Task statement:
Only the lines from the beginning of the data below through the line that contains "[[41, 180]]" should be repeated, exactly as written.

Saved entries:
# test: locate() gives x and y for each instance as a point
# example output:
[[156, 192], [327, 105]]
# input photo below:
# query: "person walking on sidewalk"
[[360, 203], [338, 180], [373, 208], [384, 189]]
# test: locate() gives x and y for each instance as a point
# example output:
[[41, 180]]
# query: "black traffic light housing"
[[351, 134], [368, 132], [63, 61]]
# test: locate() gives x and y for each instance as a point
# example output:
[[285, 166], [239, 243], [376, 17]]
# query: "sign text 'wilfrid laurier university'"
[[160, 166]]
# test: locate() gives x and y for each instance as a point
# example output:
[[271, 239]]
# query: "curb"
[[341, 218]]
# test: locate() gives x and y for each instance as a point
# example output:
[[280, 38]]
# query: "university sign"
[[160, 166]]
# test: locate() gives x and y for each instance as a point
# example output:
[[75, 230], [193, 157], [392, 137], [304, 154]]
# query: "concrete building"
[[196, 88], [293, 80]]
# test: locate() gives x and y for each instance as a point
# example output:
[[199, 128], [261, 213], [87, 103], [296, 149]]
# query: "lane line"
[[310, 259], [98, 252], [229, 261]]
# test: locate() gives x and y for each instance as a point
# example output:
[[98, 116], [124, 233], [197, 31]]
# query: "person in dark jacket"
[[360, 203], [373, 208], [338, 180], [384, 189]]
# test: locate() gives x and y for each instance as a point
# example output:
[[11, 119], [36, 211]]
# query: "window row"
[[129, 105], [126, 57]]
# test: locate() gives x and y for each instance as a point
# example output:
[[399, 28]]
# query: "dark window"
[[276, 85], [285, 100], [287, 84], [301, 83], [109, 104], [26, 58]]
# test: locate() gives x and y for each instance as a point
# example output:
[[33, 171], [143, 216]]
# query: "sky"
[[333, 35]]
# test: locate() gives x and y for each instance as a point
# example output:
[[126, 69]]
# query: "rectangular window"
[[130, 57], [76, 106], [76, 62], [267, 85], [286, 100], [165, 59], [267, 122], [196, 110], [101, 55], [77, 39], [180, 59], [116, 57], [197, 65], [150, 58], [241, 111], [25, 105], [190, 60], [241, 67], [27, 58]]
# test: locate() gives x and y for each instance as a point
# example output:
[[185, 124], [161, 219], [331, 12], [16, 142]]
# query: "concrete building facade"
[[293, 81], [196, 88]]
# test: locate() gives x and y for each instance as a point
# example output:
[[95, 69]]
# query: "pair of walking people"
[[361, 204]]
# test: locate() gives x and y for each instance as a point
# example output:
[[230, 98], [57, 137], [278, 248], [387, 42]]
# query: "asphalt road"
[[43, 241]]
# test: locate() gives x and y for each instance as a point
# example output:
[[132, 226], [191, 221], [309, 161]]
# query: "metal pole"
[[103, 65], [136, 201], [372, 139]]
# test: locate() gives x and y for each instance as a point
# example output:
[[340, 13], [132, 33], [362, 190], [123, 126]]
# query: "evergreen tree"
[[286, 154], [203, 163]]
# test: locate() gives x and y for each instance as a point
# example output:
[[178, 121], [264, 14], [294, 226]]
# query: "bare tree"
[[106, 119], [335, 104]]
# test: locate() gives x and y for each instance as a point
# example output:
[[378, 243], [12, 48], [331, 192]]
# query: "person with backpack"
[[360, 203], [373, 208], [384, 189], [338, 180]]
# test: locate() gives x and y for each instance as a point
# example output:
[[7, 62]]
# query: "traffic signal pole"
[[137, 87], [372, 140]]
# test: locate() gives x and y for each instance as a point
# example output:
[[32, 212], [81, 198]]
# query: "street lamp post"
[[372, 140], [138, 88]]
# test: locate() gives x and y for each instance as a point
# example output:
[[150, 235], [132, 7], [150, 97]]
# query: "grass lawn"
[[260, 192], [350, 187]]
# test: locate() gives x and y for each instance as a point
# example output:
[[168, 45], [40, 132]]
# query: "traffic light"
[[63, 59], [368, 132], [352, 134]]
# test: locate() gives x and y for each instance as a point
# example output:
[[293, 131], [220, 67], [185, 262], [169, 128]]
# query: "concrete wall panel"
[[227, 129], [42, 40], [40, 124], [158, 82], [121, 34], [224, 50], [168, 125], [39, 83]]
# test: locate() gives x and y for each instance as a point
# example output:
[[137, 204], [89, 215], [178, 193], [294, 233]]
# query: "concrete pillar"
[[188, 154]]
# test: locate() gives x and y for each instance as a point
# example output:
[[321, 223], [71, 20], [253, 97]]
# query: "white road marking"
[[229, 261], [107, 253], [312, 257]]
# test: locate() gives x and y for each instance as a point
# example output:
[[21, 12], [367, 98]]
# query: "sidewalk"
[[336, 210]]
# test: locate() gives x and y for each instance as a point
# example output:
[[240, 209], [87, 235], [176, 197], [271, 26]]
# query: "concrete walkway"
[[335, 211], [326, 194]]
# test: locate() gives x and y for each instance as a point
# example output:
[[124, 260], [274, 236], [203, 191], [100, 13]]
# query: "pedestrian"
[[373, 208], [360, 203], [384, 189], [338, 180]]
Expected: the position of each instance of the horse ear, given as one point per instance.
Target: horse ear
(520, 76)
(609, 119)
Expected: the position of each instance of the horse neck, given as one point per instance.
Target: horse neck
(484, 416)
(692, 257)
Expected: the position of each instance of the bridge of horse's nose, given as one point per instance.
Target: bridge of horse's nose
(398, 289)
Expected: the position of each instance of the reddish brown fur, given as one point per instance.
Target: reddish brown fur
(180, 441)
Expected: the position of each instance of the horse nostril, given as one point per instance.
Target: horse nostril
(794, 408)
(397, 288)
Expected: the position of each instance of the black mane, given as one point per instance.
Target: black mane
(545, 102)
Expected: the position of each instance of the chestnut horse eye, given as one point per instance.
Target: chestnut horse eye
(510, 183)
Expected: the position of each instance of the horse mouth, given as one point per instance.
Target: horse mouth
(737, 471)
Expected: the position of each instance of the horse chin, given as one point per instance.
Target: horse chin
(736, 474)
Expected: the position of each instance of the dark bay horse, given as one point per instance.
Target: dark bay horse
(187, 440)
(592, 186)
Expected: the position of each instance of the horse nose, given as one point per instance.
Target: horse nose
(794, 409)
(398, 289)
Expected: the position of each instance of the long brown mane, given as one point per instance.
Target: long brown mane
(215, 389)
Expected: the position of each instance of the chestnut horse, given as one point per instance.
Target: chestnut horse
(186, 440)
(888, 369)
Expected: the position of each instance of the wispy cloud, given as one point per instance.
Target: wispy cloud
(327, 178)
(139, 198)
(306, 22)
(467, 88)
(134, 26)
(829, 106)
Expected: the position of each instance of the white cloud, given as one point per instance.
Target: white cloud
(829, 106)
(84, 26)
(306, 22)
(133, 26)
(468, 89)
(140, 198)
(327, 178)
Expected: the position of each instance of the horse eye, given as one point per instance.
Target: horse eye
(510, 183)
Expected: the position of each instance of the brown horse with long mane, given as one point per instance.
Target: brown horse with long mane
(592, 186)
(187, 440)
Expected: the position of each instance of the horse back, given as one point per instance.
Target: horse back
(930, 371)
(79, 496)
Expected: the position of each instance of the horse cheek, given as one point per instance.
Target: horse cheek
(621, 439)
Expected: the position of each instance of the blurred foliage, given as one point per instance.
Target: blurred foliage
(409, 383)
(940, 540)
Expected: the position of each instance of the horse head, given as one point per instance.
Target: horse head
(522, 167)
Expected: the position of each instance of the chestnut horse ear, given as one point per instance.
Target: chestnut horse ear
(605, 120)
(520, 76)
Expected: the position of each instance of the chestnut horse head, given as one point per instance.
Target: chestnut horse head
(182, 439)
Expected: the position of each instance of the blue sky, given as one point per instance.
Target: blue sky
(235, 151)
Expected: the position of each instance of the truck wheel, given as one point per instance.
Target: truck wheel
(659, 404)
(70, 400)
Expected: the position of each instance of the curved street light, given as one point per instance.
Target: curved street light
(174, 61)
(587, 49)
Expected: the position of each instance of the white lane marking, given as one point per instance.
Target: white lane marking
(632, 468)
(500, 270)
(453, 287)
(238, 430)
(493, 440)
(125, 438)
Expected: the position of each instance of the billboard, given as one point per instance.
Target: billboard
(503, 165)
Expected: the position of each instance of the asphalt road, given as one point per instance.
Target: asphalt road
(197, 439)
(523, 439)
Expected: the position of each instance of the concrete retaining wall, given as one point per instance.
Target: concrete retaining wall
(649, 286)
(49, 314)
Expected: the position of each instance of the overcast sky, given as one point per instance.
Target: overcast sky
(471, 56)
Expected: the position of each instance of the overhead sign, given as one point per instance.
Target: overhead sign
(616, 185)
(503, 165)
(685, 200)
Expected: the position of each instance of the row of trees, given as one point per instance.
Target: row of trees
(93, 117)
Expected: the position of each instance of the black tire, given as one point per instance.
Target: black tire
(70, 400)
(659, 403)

Task result:
# test: locate() gives x and y for each instance as a point
# example output:
[[156, 192], [327, 105]]
# input photo below:
# query: "person walking on sidewalk"
[[360, 203], [338, 180], [373, 208], [384, 189]]
# test: locate() gives x and y for each instance as a point
# example output:
[[41, 180]]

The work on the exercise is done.